» **Supplied text**:
- - - - - - -
Young waitress wearing an apron at a city restaurant.

Restaurant Marketing

Is it Time for Your Restaurant to Rebrand?


Have you changed your outward appearance as you’ve gotten older? Maybe added a tattoo, updated the length of your hair, or swapped out your clothing for newer styles? Altering how you present yourself externally to match how you’ve evolved internally is a great way to think about rebranding. According to the definition provided by Douglas Riccardi, the owner and creative director of New York-based design agency Memo NY, “Rebranding is a realignment or a refocusing of the outward expression of who [your business is] as a brand.”

During the pandemic, many restaurant operators found themselves either advertently—or inadvertently—changing the direction of their operations. But not all took steps to reintroduce themselves to diners. Not sure if your business is ready for a rebrand and what steps to take? Riccardi shared his expertise with three telltale signs it might be time and three steps to get started.

You might be ready to rebrand if:

1. Your business has matured.

“Lots of restaurants start in a very organic way. You get some money; you open a restaurant. And by some miracle, it catches on,” says Riccardi. Then the operation grows organically over time, but not linearly or strategically. Because of that, notes Riccardi, the public image can become a little scattershot, creating a chasm between what the operation is and what the owners want it to be. “The owners can feel like a dinosaur. And the business can be anachronistic or a little sad around the edges.”

2. Your business has new revenue streams.

The pandemic has become (in)famous for precipitating a shift in hospitality operations. Maybe your business started doing takeout or began offering delivery cocktails in 2020. Or maybe, like some of Riccardi’s clients, you started selling online through a platform like Goldbelly. Then suddenly “your brand as it exists is limiting your ability to play well in multiple areas.”

3. You’re looking to expand to new locations.

“Let’s say you see real potential to take your brand from three restaurants to 30 units. Either on your own or with external investors. But doing that requires solidifying who you are,” says Riccardi. This, he notes, is a more standardized view of branding that requires telling your story succinctly. It may be rarer in the hospitality world than in other business sectors, but rebranding can be a powerful tool for any business owner looking to grow.
- - - - - - -
» **Listed entries**:
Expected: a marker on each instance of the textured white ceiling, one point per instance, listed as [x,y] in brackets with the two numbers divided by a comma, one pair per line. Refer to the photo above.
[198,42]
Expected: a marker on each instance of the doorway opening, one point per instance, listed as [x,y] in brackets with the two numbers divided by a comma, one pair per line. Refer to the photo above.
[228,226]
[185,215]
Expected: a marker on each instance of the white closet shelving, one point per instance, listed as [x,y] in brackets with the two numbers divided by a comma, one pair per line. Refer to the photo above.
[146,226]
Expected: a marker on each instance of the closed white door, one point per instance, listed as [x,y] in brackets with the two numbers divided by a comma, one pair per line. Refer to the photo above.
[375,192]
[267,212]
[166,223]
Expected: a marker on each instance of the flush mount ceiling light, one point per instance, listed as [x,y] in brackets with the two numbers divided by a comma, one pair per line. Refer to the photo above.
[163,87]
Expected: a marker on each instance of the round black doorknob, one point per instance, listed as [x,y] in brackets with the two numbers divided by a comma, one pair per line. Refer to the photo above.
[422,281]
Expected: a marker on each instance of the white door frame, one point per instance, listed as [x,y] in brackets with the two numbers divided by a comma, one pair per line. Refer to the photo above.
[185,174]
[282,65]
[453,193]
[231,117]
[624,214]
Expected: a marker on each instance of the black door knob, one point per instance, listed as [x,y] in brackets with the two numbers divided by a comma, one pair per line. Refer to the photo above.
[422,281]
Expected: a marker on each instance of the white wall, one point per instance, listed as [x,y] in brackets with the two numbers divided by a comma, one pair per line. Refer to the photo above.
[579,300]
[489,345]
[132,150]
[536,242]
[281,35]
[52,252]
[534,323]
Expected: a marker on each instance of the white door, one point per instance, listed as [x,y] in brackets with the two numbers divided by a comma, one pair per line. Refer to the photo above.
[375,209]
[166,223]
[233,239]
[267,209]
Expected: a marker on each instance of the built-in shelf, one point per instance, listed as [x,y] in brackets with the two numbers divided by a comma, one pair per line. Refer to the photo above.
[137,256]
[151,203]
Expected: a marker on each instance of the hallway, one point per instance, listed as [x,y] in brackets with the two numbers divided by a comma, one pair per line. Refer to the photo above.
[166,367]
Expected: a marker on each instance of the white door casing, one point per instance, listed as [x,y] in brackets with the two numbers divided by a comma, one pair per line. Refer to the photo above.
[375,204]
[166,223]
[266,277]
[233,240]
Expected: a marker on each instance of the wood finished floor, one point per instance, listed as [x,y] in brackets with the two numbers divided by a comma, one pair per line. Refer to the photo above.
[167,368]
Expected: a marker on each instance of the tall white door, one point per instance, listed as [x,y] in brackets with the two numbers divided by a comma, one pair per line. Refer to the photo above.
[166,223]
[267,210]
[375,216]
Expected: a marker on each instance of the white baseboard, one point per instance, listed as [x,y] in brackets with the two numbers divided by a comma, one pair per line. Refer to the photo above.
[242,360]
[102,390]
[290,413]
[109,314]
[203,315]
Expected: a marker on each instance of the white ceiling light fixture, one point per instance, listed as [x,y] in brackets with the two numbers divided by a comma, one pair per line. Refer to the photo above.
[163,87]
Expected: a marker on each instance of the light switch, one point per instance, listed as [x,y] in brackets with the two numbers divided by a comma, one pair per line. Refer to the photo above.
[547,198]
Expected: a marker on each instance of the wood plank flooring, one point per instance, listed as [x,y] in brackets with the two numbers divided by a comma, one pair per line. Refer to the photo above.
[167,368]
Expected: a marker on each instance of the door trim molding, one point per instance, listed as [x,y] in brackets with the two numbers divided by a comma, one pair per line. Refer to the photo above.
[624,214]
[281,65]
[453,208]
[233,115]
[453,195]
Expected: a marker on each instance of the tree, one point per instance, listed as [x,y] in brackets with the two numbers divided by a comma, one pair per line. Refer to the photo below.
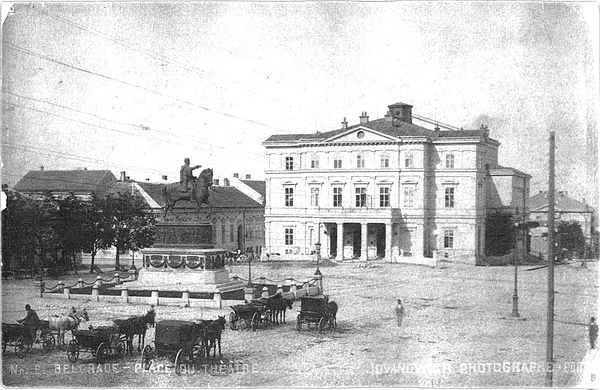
[499,233]
[97,227]
[134,225]
[571,236]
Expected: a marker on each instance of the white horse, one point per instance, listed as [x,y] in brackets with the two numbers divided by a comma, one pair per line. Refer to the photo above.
[65,323]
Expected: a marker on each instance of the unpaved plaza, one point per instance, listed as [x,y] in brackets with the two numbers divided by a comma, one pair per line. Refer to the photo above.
[456,332]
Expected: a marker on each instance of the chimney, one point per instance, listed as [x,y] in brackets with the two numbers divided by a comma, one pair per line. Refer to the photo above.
[401,111]
[364,118]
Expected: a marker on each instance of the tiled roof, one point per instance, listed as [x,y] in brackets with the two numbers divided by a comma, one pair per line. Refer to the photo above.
[76,181]
[257,185]
[563,203]
[220,197]
[402,129]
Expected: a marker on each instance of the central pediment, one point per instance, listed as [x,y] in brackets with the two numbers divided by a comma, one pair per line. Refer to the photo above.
[360,134]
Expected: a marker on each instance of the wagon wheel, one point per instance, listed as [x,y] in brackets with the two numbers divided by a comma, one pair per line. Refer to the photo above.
[101,352]
[232,321]
[178,360]
[20,348]
[255,321]
[120,349]
[147,357]
[198,352]
[48,342]
[73,351]
[322,323]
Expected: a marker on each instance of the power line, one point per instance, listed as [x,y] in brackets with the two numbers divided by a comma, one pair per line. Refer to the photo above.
[100,75]
[140,126]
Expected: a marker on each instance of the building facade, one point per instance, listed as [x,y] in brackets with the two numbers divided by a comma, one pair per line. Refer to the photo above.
[385,188]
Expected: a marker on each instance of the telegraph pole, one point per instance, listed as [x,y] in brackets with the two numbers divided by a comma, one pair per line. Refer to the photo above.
[551,251]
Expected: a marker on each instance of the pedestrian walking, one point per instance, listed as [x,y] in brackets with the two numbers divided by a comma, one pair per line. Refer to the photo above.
[593,332]
[399,312]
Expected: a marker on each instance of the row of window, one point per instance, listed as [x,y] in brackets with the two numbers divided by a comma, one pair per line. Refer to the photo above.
[360,162]
[448,237]
[360,197]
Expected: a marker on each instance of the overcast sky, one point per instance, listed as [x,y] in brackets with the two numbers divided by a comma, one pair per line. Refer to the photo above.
[137,87]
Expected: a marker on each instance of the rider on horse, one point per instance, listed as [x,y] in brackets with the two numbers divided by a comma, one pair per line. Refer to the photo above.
[186,176]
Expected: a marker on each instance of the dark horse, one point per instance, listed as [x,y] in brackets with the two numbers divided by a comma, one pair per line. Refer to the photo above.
[200,190]
[136,325]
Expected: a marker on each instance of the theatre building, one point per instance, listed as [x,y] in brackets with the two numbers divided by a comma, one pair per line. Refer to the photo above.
[386,188]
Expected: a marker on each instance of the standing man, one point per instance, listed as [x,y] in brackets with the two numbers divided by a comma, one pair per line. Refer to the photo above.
[399,312]
[31,321]
[593,332]
[186,175]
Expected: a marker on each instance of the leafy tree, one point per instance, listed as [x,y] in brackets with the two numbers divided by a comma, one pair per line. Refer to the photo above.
[97,227]
[499,233]
[571,236]
[133,224]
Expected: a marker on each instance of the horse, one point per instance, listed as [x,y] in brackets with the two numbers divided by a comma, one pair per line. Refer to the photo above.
[135,326]
[65,323]
[200,191]
[211,334]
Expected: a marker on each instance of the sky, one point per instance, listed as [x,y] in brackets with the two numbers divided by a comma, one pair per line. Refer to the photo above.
[137,87]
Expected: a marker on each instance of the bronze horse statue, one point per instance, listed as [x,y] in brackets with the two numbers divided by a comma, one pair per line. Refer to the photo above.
[200,191]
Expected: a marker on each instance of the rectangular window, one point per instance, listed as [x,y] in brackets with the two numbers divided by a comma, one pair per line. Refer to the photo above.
[385,162]
[360,161]
[289,196]
[289,236]
[361,196]
[384,196]
[289,163]
[408,196]
[449,161]
[314,197]
[337,196]
[449,197]
[448,238]
[408,160]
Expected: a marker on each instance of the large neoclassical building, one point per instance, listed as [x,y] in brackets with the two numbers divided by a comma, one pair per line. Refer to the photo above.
[386,188]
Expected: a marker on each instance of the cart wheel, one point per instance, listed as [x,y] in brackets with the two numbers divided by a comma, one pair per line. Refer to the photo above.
[178,360]
[147,357]
[198,352]
[20,348]
[101,352]
[322,323]
[120,349]
[73,351]
[232,321]
[48,342]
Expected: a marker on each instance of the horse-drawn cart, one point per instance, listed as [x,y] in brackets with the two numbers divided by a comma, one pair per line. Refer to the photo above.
[253,314]
[18,336]
[181,340]
[317,310]
[101,342]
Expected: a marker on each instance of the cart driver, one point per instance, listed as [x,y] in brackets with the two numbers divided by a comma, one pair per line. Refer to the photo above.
[31,321]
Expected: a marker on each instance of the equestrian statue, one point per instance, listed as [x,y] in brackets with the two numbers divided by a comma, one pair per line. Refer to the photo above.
[189,187]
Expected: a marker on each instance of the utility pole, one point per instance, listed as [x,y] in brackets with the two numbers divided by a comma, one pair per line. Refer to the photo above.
[551,252]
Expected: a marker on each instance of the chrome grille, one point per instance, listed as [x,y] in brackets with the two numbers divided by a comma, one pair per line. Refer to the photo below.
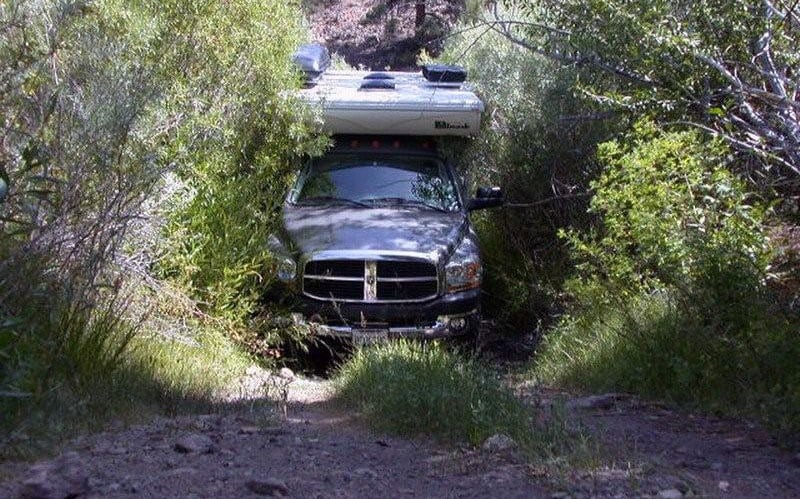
- - - - - - -
» **Directions**:
• 1. What are the signs, listed in the restaurant rebranding article, that a business might be ready to rebrand?
• 2. Can you print the part of the restaurant rebranding article that opens with the words containing "During the pandemic, many" and closes with "to get started.", word for word?
• 3. What comes after the last sentence of the restaurant rebranding article? Write the next passage.

» **Answers for each item**:
• 1.
1. Your business has matured.
2. Your business has new revenue streams.
3. You’re looking to expand to new locations.

• 2.
During the pandemic, many restaurant operators found themselves either advertently—or inadvertently—changing the direction of their operations. But not all took steps to reintroduce themselves to diners. Not sure if your business is ready for a rebrand and what steps to take? Riccardi shared his expertise with three telltale signs it might be time and three steps to get started.

• 3.
Once you’ve decided to rebrand, you should:

1. Do your research internally and externally.

Speak with your staff and existing customers about how they feel about your restaurant. Use feedback from review sites (or if you’re a Resy OS customer, from Guest Surveys) to inform your new creative strategy. “While [you] might uncover negatives, things customers don’t like, primarily focus on what is right,” says Riccardi.”

2. Decide what design elements to keep and what to toss from your current branding.

Does everything need to change, or do you only need to make a few tweaks? Riccardi explains, “It’s key to remember how much every aspect of the restaurant experience informs the others. Often the same brand logo on an updated menu delivery system or the same pieces of collateral delivered in a refreshed environment can be like night and day.”

3. Don’t stress about changing everything all at once.

“Not every restaurateur can afford to toss every piece of legacy collateral or is lucky enough that they just used the last case of the 25,000 takeout bag order,” notes Riccardi. And so it is possible while you work out and implement your rebranding plan that the old and new coexist. And that’s okay. “Things changing abruptly can often send spooky ‘Under New Management’ signals. Allowing customers to witness a transformation in real time can be as exciting as it is comforting.”

*Opinions and views in articles shared on Resy OS are presented for the purpose of discussion and commentary on topics of interest in the restaurant industry; they should not be viewed as substitutes for advice given by professionally engaged business consultants and advisors.